GIVEN TASK A:
Return the article on how snapshots work in Qumulo Core word for word, in full.

SELECTED EXTRACT:
+++

IN THIS ARTICLE
Outlines how Snapshots work within Qumulo Core including:
- Snapshots and Storage
- Snapshot Deletes
- Snapshot Capacity
- Cluster running Qumulo Core 2.5.0 and above
The Qumulo Core file system has an entry for each version of every file. If any data in a file is modified after a snapshot has been taken, we create a new entry for that version of the file which points to just the new data. This has several benefits including:
- Instantaneous snapshots
- No storage is consumed when a snapshot is taken
- No performance penalty for taking a snapshot
- Little to no performance penalty for reading and writing data from the filesystem in the presence of snapshots
New data is written alongside the original. When possible, the new version of the file shares data with the old. When data is written to a snapshotted file, there will then be two entries stored in the file system as two different versions of the same file. As more data is modified, more file data is added to this entry.
This allows us to preserve snapshotted data for everything in the Qumulo Core file system including file data, directory entries, creation/modification time, permissions, and more.

+++

GIVEN TASK B:
Output every line of the listing below as a Markdown table with the columns "Row" and "Line", skipping blank lines and leaving out the pictures.

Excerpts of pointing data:

+++

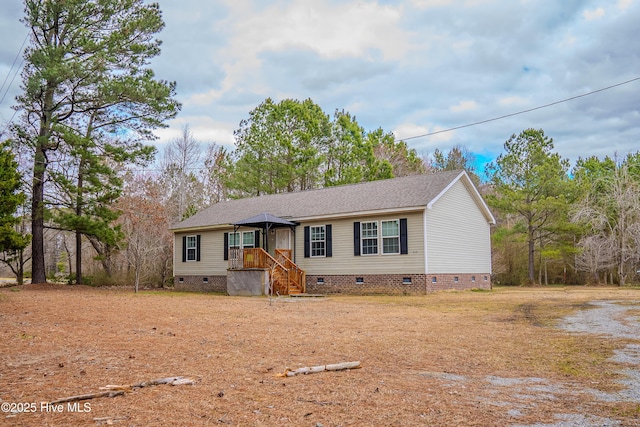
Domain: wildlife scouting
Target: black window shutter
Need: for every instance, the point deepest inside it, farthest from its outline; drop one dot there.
(404, 247)
(307, 244)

+++

FULL OUTPUT A:
IN THIS ARTICLE
Outlines how Snapshots work within Qumulo Core including:
- Snapshots and Storage
- Snapshot Deletes
- Snapshot Capacity
- Cluster running Qumulo Core 2.5.0 and above
The Qumulo Core file system has an entry for each version of every file. If any data in a file is modified after a snapshot has been taken, we create a new entry for that version of the file which points to just the new data. This has several benefits including:
- Instantaneous snapshots
- No storage is consumed when a snapshot is taken
- No performance penalty for taking a snapshot
- Little to no performance penalty for reading and writing data from the filesystem in the presence of snapshots
New data is written alongside the original. When possible, the new version of the file shares data with the old. When data is written to a snapshotted file, there will then be two entries stored in the file system as two different versions of the same file. As more data is modified, more file data is added to this entry.
This allows us to preserve snapshotted data for everything in the Qumulo Core file system including file data, directory entries, creation/modification time, permissions, and more.

FULL OUTPUT B:
| Row | Line |
|---|---|
| 1 | Domain: wildlife scouting |
| 2 | Target: black window shutter |
| 3 | Need: for every instance, the point deepest inside it, farthest from its outline; drop one dot there. |
| 4 | (404, 247) |
| 5 | (307, 244) |